A do Epsilonów - sami poczytajcie! Przecież to ŚMIECH :-) Porównując klasę "towarzystwa" do kolumn, "mezalians" to wiele wiele za łagodne słowo.

Mimo wszystko, o ich dźwieku trudno zapomnieć! Zresztą potwierdza to co jakiś czas P. Marek, u którego B&W 801 są zestrojone na MAXA!

Nie rozumiem więc Twego malkontenctwa...

 

Chcesz pierwsze lepsze, b. dobre kolumny do zabójczo trudnej aplikacji?

Spróbuj się "zająć" JMLab-ami. To dopiero zabawa!

Na 10 razy kiedy je słuchałem zagrały, może zaledwie raz znakomicie! O reszcie przypadków, raczej nie warto wspominać. A tymczasem "wrażliwe na wszystko", "chimeryczne" Infinity wypadły w moim marnym pokoiku (przy Elektra 936) tak, że palce lizać:-)

 

A NAJLEPIEJ kup stare, koncentryczne Tannoye. Wiem od właściciela, że grają prawie identycznie z każdym poczciwym wzmacniaczem od 2 kzł wzwyż - prawie do nieskończoności! I to jak!

 

Pozdr.

"Measurements can provide a measure of insight, but are no substitute for human judgment. Why are we looking to reduce a subjective experience to objective criteria anyway? The subtleties of music and audio reproduction are for those who appreciate it. Differentiation by numbers is for those who do not".--Nelson Pass

Tak się zastanawiam, czy piszesz serio? Czy kpisz raczej?

 

Dartman pisze, że SF Cremona (czy Amati Homage także) wypadły blado przy R90. Potwierdzasz "kiepskość SF Cremona, ale też piszesz, że grają lepiej od Kappa 9 (co prawda z jedną kolumną uszkodzoną na basie)???

O ile wiem, R90 i Kappa 9 nie dzieli zbyt wielka różnica w jakości prezentacji/brzmienia. Co prawda prezentują one inne charaktery, ale każda ma swoje zalety.

 

Praktycznie w każdym klubie, czy kręgu posiadaczy danej marki kolumn "klepie" się w kółko o wymianie wzmacniacza, kabli, źródła czy nawet pokoju odsłuchowego!

---*---

**CO ZROBIĆ**
A) Streść wpis o kolumnach w dwóch zdaniach.
B) Proszę odpowiedzieć na podstawie wpisu o kolumnach na poniższe pytania:
(i) U kogo kolumny B&W 801 są zestrojone na maksa?
(ii) Z jakim wzmacniaczem Infinity zagrały w pokoiku?
(iii) Czyje nazwisko widnieje pod cytatem o pomiarach?
C) Przytocz z wpisu o kolumnach wszystko od "Dartman pisze, że" aż po "nawet pokoju odsłuchowego!".

**ZAPISANE DANE**
---*---

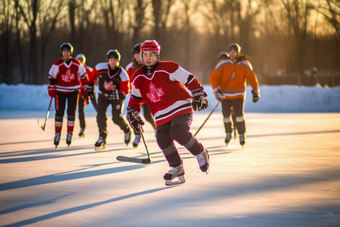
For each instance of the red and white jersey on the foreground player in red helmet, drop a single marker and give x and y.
(165, 91)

---*---

**ODPOWIEDZI DO POLECEŃ**
A) JMLab-y na dziesięć odsłuchów zagrały znakomicie może zaledwie raz, natomiast Infinity wypadły w małym pokoju przy Elektra 936 bardzo dobrze, a stare, koncentryczne Tannoye mają podobno grać prawie identycznie z każdym wzmacniaczem od 2 kzł wzwyż. Według wpisu R90 i Kappa 9 nie dzieli zbyt wielka różnica w jakości brzmienia, choć prezentują one inne charaktery i każda ma swoje zalety.

B)
(i) U P. Marka.
(ii) Z Elektra 936.
(iii) Nelsona Passa.

C)
Dartman pisze, że SF Cremona (czy Amati Homage także) wypadły blado przy R90. Potwierdzasz "kiepskość SF Cremona, ale też piszesz, że grają lepiej od Kappa 9 (co prawda z jedną kolumną uszkodzoną na basie)???

O ile wiem, R90 i Kappa 9 nie dzieli zbyt wielka różnica w jakości prezentacji/brzmienia. Co prawda prezentują one inne charaktery, ale każda ma swoje zalety.

 

Praktycznie w każdym klubie, czy kręgu posiadaczy danej marki kolumn "klepie" się w kółko o wymianie wzmacniacza, kabli, źródła czy nawet pokoju odsłuchowego!